* REQUIRED ACTION A *
Decide whether each statement agrees with the advanced clinical practitioners text below: (i) ACPs are educated to master's level or equivalent; (ii) most ACPs are former doctors; (iii) ACPs update GPs on plans of care after assessment. Answer yes or no for each and quote the words of the text that decide it.
* REQUIRED ACTION B *
Summarize the advanced clinical practitioners text below in two sentences.

* DOCUMENT SECTION *
Advanced Clinical Practitioners

What is an ACP?

Advanced clinical practitioners (ACPs) are healthcare professionals, educated to master’s level or equivalent, with the skills and knowledge to allow them to expand their scope of practice to better meet the needs of the people they care for.  ACPs are deployed across all healthcare settings and work at a level of advanced clinical practice that pulls together the four ACP pillars of clinical practice, leadership and management, education, and research.

ACPs usually have backgrounds in many fields but most are former nurses or paramedics.

We talked to Heather Symonds, Lead Advanced Clinical Practitioner at NCH&C about the role and why it is crucial to ensuring patients get the right care.

“NCH&C has a fairly well established ACP workforce as we’ve been working for a few years on progressing the role within the trust. We are fortunate to have a group of ACPs that come from multi-professional backgrounds.

“ACPs complete admission avoidance clinical assessments to support people to remain at home. Before we had this role, a medical assessment would need to be completed to indicate that the patient could stay where they were to be treated.  The ACPs liaise closely with GPs and update them on plans of care for patients following assessment.

“This is playing a vital role in making sure healthcare professionals across different organisations can offer patients more joined up care. It’s a very rewarding role when you can see that you are keeping people that want to be at home where they need to be to get well.”

[Entries taken from a collection]

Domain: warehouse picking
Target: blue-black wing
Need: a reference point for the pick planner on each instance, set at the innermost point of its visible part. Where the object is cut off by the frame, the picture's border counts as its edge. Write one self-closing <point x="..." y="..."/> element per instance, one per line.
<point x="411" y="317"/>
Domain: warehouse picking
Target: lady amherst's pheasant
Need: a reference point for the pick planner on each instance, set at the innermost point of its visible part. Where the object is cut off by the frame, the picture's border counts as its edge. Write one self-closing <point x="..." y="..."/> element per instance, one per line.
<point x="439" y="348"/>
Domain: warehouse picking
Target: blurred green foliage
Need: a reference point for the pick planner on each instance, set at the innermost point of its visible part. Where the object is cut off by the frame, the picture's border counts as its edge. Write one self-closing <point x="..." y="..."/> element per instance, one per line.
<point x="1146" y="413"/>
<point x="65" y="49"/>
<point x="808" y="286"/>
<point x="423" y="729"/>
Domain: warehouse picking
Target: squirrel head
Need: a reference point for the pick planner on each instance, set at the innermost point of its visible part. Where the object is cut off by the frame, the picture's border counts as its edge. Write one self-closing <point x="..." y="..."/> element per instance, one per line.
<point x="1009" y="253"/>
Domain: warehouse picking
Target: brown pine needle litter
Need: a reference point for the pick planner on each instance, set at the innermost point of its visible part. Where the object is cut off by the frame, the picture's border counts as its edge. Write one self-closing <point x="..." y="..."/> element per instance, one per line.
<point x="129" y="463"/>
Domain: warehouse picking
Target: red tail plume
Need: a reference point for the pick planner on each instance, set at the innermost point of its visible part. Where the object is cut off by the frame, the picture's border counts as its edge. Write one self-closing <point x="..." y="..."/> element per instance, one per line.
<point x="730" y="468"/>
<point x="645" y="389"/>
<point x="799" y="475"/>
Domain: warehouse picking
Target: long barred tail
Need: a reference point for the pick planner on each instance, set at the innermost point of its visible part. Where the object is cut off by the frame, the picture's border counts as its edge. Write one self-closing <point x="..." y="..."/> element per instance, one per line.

* WORKED SOLUTION A *
(i) Yes: "educated to master’s level or equivalent"
(ii) No: "most are former nurses or paramedics"
(iii) Yes: "The ACPs liaise closely with GPs and update them on plans of care for patients following assessment."

* WORKED SOLUTION B *
Advanced clinical practitioners are healthcare professionals educated to master's level or equivalent who work across all healthcare settings, combining clinical practice, leadership and management, education, and research, and most of them are former nurses or paramedics. At NCH&C, ACPs from multi-professional backgrounds complete admission avoidance assessments that help people remain at home, and they keep GPs updated on care plans so patients receive more joined-up care.